Task to carry out
The entries below need to be written out exactly, with no pictures included.

Dataset entries
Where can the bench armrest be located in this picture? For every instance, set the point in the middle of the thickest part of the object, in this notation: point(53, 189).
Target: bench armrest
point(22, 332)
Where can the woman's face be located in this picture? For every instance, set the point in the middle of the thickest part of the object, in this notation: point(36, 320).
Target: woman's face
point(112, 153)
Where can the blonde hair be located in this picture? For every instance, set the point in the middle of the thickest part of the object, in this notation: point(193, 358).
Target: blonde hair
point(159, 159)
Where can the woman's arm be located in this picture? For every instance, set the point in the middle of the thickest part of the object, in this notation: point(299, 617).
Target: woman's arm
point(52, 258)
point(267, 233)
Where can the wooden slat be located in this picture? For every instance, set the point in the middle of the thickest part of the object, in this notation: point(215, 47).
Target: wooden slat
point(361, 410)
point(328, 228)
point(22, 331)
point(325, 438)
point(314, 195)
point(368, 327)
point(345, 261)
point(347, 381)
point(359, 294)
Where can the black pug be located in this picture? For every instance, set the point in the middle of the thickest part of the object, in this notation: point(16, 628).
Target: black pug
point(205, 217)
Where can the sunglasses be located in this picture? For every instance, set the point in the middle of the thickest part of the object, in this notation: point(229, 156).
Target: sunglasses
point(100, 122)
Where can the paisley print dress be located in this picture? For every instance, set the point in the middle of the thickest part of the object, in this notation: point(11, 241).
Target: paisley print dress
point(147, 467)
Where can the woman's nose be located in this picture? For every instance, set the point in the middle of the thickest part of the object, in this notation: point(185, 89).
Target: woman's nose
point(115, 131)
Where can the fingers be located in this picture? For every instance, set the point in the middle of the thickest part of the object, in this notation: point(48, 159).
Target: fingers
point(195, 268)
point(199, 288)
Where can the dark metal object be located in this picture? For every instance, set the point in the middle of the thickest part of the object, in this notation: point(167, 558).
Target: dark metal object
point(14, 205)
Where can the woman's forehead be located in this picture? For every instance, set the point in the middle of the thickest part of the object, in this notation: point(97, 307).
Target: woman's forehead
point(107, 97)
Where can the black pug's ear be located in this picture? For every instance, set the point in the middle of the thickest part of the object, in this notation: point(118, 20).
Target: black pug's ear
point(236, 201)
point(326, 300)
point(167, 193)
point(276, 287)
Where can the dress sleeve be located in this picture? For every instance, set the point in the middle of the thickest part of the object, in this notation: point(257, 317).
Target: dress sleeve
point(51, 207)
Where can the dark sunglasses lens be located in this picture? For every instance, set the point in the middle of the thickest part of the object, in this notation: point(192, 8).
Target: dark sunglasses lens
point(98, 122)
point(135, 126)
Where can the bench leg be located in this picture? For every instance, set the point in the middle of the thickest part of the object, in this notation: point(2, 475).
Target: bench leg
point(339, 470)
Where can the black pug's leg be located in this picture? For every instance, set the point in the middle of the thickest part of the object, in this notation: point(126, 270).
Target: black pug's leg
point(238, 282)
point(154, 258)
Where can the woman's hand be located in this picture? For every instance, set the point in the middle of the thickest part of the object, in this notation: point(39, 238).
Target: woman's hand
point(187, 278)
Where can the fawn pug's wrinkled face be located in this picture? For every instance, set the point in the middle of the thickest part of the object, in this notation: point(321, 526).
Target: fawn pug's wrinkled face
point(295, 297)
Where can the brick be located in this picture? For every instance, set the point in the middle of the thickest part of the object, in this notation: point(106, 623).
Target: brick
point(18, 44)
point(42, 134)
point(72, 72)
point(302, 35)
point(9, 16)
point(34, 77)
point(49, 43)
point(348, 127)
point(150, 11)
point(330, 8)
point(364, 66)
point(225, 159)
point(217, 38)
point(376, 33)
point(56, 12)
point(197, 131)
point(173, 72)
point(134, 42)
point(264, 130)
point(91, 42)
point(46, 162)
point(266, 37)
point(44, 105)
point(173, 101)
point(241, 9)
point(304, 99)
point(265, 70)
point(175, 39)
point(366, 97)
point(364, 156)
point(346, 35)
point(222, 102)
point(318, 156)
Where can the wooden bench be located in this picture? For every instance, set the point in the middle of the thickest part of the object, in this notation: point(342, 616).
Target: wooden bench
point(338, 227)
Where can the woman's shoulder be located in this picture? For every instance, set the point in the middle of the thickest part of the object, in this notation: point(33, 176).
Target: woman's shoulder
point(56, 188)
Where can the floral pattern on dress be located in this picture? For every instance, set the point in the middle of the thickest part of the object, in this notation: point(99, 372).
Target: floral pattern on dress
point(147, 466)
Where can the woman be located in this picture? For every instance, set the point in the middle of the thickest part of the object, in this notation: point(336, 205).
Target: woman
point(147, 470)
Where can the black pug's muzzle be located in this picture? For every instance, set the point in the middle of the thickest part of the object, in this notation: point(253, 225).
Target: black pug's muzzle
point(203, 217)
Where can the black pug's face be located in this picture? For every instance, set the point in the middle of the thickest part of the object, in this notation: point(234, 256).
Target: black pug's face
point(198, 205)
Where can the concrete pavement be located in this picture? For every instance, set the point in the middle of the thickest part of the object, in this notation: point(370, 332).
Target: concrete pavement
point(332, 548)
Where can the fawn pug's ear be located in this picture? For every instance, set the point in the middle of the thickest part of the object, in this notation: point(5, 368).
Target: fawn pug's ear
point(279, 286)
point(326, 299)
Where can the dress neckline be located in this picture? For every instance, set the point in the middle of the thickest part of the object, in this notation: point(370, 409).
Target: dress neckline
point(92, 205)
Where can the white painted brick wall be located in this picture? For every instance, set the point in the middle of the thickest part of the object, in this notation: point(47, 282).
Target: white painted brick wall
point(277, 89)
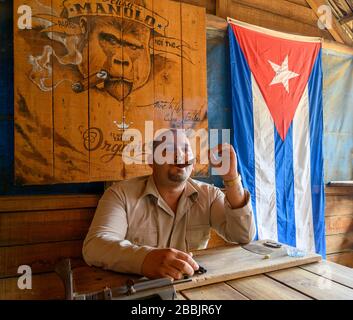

Answer space
Where can the bench armrest be located in this picture? For every instance, set the point in the middle of the thickest part of the object, in this notation: point(53, 189).
Target: bench armrest
point(22, 332)
Where can the woman's face be located in this picture? For every instance, set the point in the middle of the thickest part of the object, in this notation: point(36, 320).
Target: woman's face
point(112, 153)
Where can the blonde hair be located in this picture? For every instance, set the point in the middle of the thickest part of the object, in this notation: point(193, 358).
Target: blonde hair
point(159, 159)
Where can the woman's arm be located in this picture? For every instance, set the point in the middle of the thickest part of the object, in this notation: point(299, 617).
Target: woman's arm
point(52, 258)
point(267, 233)
Where can the wooden slat be located in this picture? For every instance, set the point in the middle of the thickest part of the object, in this notation: point(215, 47).
Target: wooden slat
point(361, 410)
point(328, 228)
point(22, 331)
point(325, 438)
point(314, 195)
point(368, 327)
point(345, 261)
point(347, 381)
point(359, 294)
Where can the black pug be located in this picture? For every instance, set the point in the middle of the thickest part of the object, in this notation: point(16, 628).
Target: black pug
point(205, 217)
Where can the sunglasses be located in this picture? For every instance, set the point in the middle of the thickest part of the object, in this notation: point(229, 156).
Target: sunglasses
point(100, 122)
Where can the paisley print dress be located in this picture? For every instance, set the point in the middle of the thickest part of the object, in this notation: point(11, 241).
Target: paisley print dress
point(147, 467)
Where can the woman's nose be located in this picture? For every instance, set the point in the middle of the thickest part of the object, in this notation: point(185, 89).
Target: woman's nose
point(115, 131)
Where can the fingers be located in this picture? For every instance, set the point in the middle of the thickest part of the object, in this notation: point(48, 159).
Target: fingers
point(195, 268)
point(199, 288)
Where can the dark metal object be located in this picture? For every instance, set the point in the middle of the thickest part of the object, in this notation: point(167, 558).
Target: dark metal object
point(14, 205)
Where can the woman's forehead be located in this picture? For every instance, set the point in the middle of the thickest part of the object, in this notation: point(97, 307).
Target: woman's forehead
point(107, 97)
Where can the black pug's ear be located in this picture? For every instance, set the point in the middle of the thickest part of the object, in this notation: point(118, 20).
Target: black pug's ear
point(236, 201)
point(326, 300)
point(167, 193)
point(276, 287)
Where can the dress sleeve be located in this picture? For every instance, set the point in the middle of the thickest part of the object, in this notation: point(257, 317).
Target: dress sleeve
point(51, 207)
Where can the dark sunglasses lens be located in this picture? For every instance, set the point in the middle of the thickest part of the object, in this notation: point(192, 8).
Target: dark sunglasses lens
point(98, 122)
point(135, 126)
Where can the bench leg be located in this picture? For every instance, set the point in the middle of the thickest part of the object, in this notation: point(2, 475).
Target: bench leg
point(339, 470)
Where can the black pug's leg be located in this picture? For every instance, set the point in the middle of the thickest part of the object, in this notation: point(126, 270).
Target: black pug's leg
point(238, 282)
point(154, 258)
Where can the woman's hand be located in this picture? For every instance, set the point in the middle of the thickest part of the object, in this notation: point(39, 238).
Target: woman's hand
point(187, 278)
Where can the fawn pug's wrinkled face be located in this picture? For every instance, set the point in the middle of the thickest part of the object, in this notation: point(321, 526).
Target: fawn pug's wrinkled face
point(295, 297)
Where can the brick be located in this picture? For every instance, set the point in the middle of the thickest part of the object, in this notation: point(106, 623).
Target: brick
point(18, 44)
point(42, 134)
point(72, 72)
point(302, 35)
point(9, 16)
point(34, 77)
point(49, 43)
point(348, 127)
point(150, 11)
point(330, 8)
point(364, 66)
point(225, 159)
point(217, 38)
point(376, 33)
point(56, 12)
point(197, 131)
point(173, 72)
point(134, 42)
point(264, 130)
point(91, 42)
point(46, 162)
point(266, 37)
point(44, 105)
point(173, 101)
point(241, 9)
point(304, 99)
point(265, 70)
point(175, 39)
point(366, 97)
point(364, 156)
point(346, 35)
point(222, 102)
point(318, 156)
Where can the wooden bench be located in this picture? For every instance, set the point in the middle of the thickest part of the object, in this notation: point(342, 616).
Target: wooden bench
point(338, 227)
Where can the woman's shoulder be located in this picture? For every instance, set the point in the middle of the thickest part of the object, in this notation: point(33, 176).
Target: woman's shoulder
point(56, 188)
Where can the floral pattern on dress be located in this picture? For every instance, set the point in the middle of the thickest part of the object, in this notation: point(99, 372).
Target: floral pattern on dress
point(147, 466)
Where can the woman be located in this picture? For every instance, set the point in the middle of the thickest part of the object, in this notation: point(336, 205).
Target: woman
point(147, 470)
Where can the black pug's muzzle be located in this picture? For every instance, set the point in the middle of the thickest part of the object, in this notation: point(253, 225).
Target: black pug's muzzle
point(203, 217)
Where can the black pug's face be located in this picture? For every instance, set the point in the middle of the thickest part of the object, in this notation: point(234, 256).
Target: black pug's face
point(198, 205)
Where can the concrete pavement be located in this picture? For every instance, set the point in the middle of the thickest part of the object, in this notation: point(370, 332).
Target: concrete pavement
point(332, 548)
Where can the fawn pug's ear be located in this picture? For every instance, set the point in the middle of the thickest part of the object, in this notation: point(5, 368).
Target: fawn pug's ear
point(279, 286)
point(326, 299)
Where can the dress neckline be located in this picture? For every instance, set the point in the middle of the thickest part of the object, in this notation: point(370, 409).
Target: dress neckline
point(92, 205)
Where can the white painted brick wall be located in this picture? For every instance, set the point in the middle of the thickest part of the object, in this notation: point(47, 282).
Target: white painted brick wall
point(277, 89)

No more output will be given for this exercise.